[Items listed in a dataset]
····················
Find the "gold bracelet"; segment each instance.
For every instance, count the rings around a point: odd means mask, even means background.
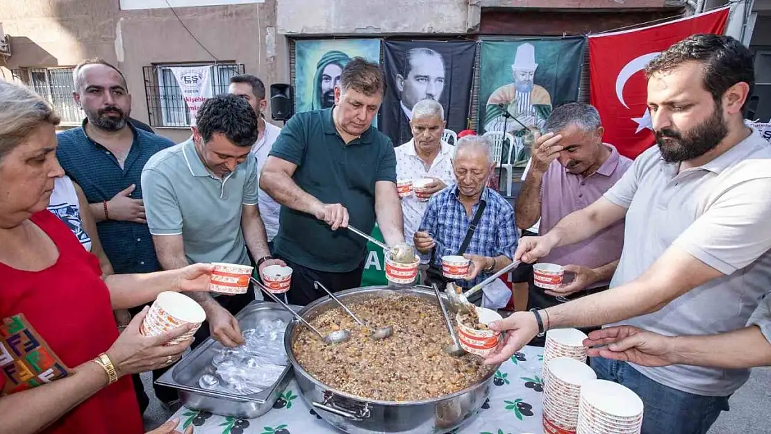
[[[92,362],[96,363],[104,369],[105,373],[107,374],[107,377],[109,378],[109,382],[108,384],[113,384],[118,381],[118,372],[115,370],[115,366],[113,365],[113,361],[109,359],[109,357],[106,353],[102,353],[99,355],[99,357],[93,359]]]

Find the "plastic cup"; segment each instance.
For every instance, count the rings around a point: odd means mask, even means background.
[[[268,265],[262,270],[263,283],[273,294],[286,292],[291,286],[291,272],[289,267]]]
[[[214,263],[209,291],[217,294],[234,295],[246,294],[249,289],[249,278],[254,267],[238,264]]]
[[[476,315],[480,317],[480,323],[484,325],[503,319],[498,312],[486,308],[476,308]],[[461,321],[460,313],[456,315],[456,322],[458,324],[458,341],[466,352],[486,357],[498,346],[500,331],[477,330],[466,325]]]
[[[399,180],[396,181],[396,190],[399,197],[406,197],[412,193],[412,180]]]
[[[462,279],[469,274],[471,260],[462,256],[446,255],[442,257],[442,274],[449,279]]]
[[[166,344],[176,345],[192,338],[204,321],[206,312],[195,300],[178,292],[167,291],[159,294],[153,302],[142,321],[140,332],[145,336],[157,336],[187,324],[194,325],[184,335]]]
[[[559,289],[565,271],[556,264],[536,264],[533,266],[533,282],[544,289]]]

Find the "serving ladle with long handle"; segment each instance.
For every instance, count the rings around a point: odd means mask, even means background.
[[[347,306],[345,306],[345,304],[343,304],[342,301],[341,301],[340,299],[338,299],[334,294],[332,294],[331,291],[327,289],[325,286],[322,284],[321,282],[318,281],[313,282],[313,287],[315,288],[316,289],[318,289],[319,288],[323,289],[325,291],[326,291],[327,294],[329,294],[329,297],[332,297],[332,300],[334,300],[338,304],[340,304],[340,307],[345,309],[345,311],[348,312],[348,315],[351,315],[351,318],[352,318],[354,321],[359,323],[359,325],[365,328],[369,328],[369,325],[362,322],[362,320],[356,318],[356,315],[353,315],[353,312],[352,312],[351,310],[348,309]],[[344,331],[347,332],[348,335],[350,335],[351,333],[348,330],[345,330]],[[369,337],[372,338],[372,339],[378,340],[378,339],[385,339],[386,338],[388,338],[391,335],[393,335],[393,326],[386,325],[386,327],[381,327],[372,331],[369,334]]]
[[[297,318],[298,321],[301,322],[303,325],[310,328],[316,334],[318,338],[324,341],[325,344],[339,344],[341,342],[345,342],[351,338],[351,332],[348,330],[335,330],[334,331],[330,331],[326,336],[322,335],[321,331],[316,329],[315,327],[311,325],[311,323],[308,322],[301,316],[299,315],[294,309],[289,307],[288,304],[281,301],[281,298],[276,296],[276,294],[271,292],[267,288],[265,288],[261,283],[260,283],[257,279],[252,277],[249,277],[249,280],[251,283],[254,284],[255,286],[262,289],[262,291],[267,294],[273,299],[274,301],[278,303],[284,309],[291,313],[292,316]]]

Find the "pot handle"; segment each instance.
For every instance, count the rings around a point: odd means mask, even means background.
[[[335,402],[335,395],[328,392],[324,394],[324,402],[316,402],[314,401],[311,404],[317,409],[321,409],[325,412],[344,417],[352,422],[362,422],[365,419],[369,419],[369,416],[372,415],[369,403],[356,402],[355,405],[338,405]]]

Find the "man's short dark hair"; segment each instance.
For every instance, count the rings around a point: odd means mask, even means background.
[[[231,84],[232,83],[247,83],[251,86],[251,93],[254,94],[254,96],[258,99],[265,99],[265,83],[262,82],[257,76],[252,76],[251,74],[241,74],[240,76],[234,76],[231,77]]]
[[[86,66],[88,65],[104,65],[105,66],[112,68],[116,72],[118,73],[119,76],[120,76],[120,79],[123,81],[123,89],[126,91],[129,90],[129,86],[126,83],[126,76],[123,75],[120,69],[118,69],[114,65],[101,57],[92,57],[91,59],[86,59],[80,63],[78,63],[77,66],[75,67],[75,69],[72,70],[72,81],[75,82],[76,90],[79,91],[80,86],[82,84],[82,79],[80,78],[80,69],[82,69],[83,66]]]
[[[438,57],[442,61],[442,64],[444,64],[444,58],[442,57],[442,54],[436,50],[431,49],[428,47],[409,49],[405,54],[404,65],[402,67],[402,76],[403,78],[406,79],[407,76],[409,75],[409,72],[412,70],[412,61],[415,60],[415,58],[419,56]]]
[[[382,95],[385,82],[380,66],[362,57],[351,59],[340,75],[340,88],[343,92],[351,89],[367,96]]]
[[[704,64],[702,77],[704,89],[719,103],[726,91],[738,82],[749,85],[750,93],[755,85],[755,67],[752,55],[747,47],[731,36],[692,35],[667,49],[645,66],[650,78],[658,72],[666,72],[686,62]]]
[[[204,101],[195,123],[204,143],[215,133],[238,146],[251,146],[257,141],[257,115],[245,99],[235,95],[217,95]]]

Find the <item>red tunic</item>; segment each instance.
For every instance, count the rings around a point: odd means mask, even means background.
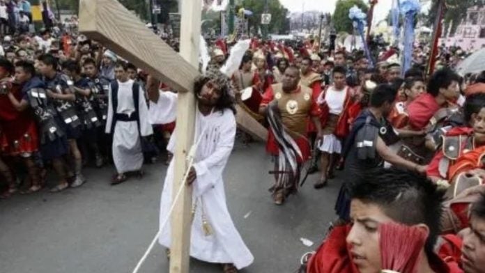
[[[21,100],[23,95],[20,86],[11,82],[8,84],[17,100]],[[0,126],[3,134],[2,152],[6,155],[18,155],[38,150],[38,133],[33,114],[29,110],[19,112],[4,95],[0,95]]]
[[[441,106],[433,95],[429,93],[420,95],[408,106],[409,125],[416,130],[424,128],[440,108]]]
[[[358,269],[352,262],[349,246],[346,242],[350,231],[349,226],[334,228],[316,253],[310,258],[307,265],[307,273],[358,273]],[[438,256],[429,260],[430,266],[435,272],[463,272],[454,259],[456,253],[449,252],[448,249],[440,251]],[[448,256],[450,254],[452,255]]]
[[[320,95],[320,93],[322,93],[322,85],[321,85],[321,81],[314,81],[310,86],[309,86],[310,88],[311,88],[311,91],[313,91],[313,98],[316,100],[318,96]],[[315,102],[316,102],[316,100],[315,100]],[[308,123],[308,132],[309,133],[314,133],[316,132],[316,127],[315,127],[315,124],[310,120]]]

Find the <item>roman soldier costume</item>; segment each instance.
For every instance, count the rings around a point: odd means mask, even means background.
[[[267,151],[277,157],[277,181],[270,189],[273,194],[288,196],[295,193],[300,178],[301,164],[311,155],[307,138],[309,116],[318,116],[320,110],[312,97],[312,91],[302,85],[291,93],[283,91],[282,84],[273,84],[266,91],[262,105],[268,106],[270,130]]]
[[[66,89],[69,88],[67,76],[56,73],[53,79],[46,79],[46,88],[52,92],[63,94]],[[68,139],[77,139],[81,135],[82,123],[77,115],[74,104],[61,100],[54,100],[54,105],[57,113],[62,119],[61,124],[66,132]]]
[[[3,132],[2,152],[12,156],[29,156],[38,150],[38,133],[31,111],[17,111],[6,92],[10,92],[18,100],[24,95],[21,86],[11,79],[0,81],[0,126]]]

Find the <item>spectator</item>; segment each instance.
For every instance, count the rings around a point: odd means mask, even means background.
[[[21,34],[29,32],[29,24],[30,19],[29,19],[29,16],[23,10],[21,10],[19,15],[19,32]]]
[[[0,1],[0,35],[3,36],[8,31],[8,13],[5,2]]]
[[[101,65],[101,77],[114,79],[114,63],[116,62],[116,56],[112,52],[107,50],[102,56],[102,63]]]
[[[22,6],[22,10],[29,17],[29,21],[32,22],[32,10],[30,2],[27,0],[21,0],[19,3]]]

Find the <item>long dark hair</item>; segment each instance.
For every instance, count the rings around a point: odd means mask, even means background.
[[[222,73],[220,74],[222,75]],[[212,79],[208,76],[201,76],[195,80],[195,82],[194,83],[194,93],[195,93],[196,96],[200,95],[203,86],[206,85],[206,84],[207,84],[211,79]],[[220,82],[220,81],[217,81],[217,84],[220,86],[221,96],[219,98],[219,100],[217,100],[217,102],[215,103],[215,109],[217,111],[220,111],[221,112],[224,112],[224,110],[225,110],[226,109],[229,109],[231,111],[232,111],[233,113],[236,115],[236,107],[234,106],[234,104],[236,103],[236,100],[234,99],[234,97],[231,95],[230,93],[231,86],[229,84],[229,79],[226,81],[227,83],[225,84],[221,84],[221,83]]]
····················
Starting with the line containing "Find the <item>long" and going on through the end of the entries, write all those lines out again, including the text lines as well as the answers. Shift every polygon point coordinate in the answers by adding 116 to each number.

Find the <item>long dark hair</item>; segment each instance.
For every instance, count the rings around a point: odd means mask, even means background.
[[[338,189],[336,190],[338,191]],[[328,195],[324,192],[317,192],[311,196],[311,198],[310,199],[310,209],[311,209],[312,212],[316,211],[319,202],[322,201],[322,200],[323,200],[327,195]],[[336,198],[336,197],[333,197],[333,200],[336,202],[337,212],[335,214],[335,216],[333,216],[333,218],[331,219],[331,225],[333,227],[336,227],[337,228],[340,228],[340,226],[341,226],[342,225],[345,225],[347,227],[348,227],[349,229],[352,231],[352,223],[350,222],[350,220],[352,219],[352,216],[350,215],[350,213],[347,211],[346,209],[347,202],[345,200],[345,195],[342,197],[343,199],[341,200],[337,200],[337,199]]]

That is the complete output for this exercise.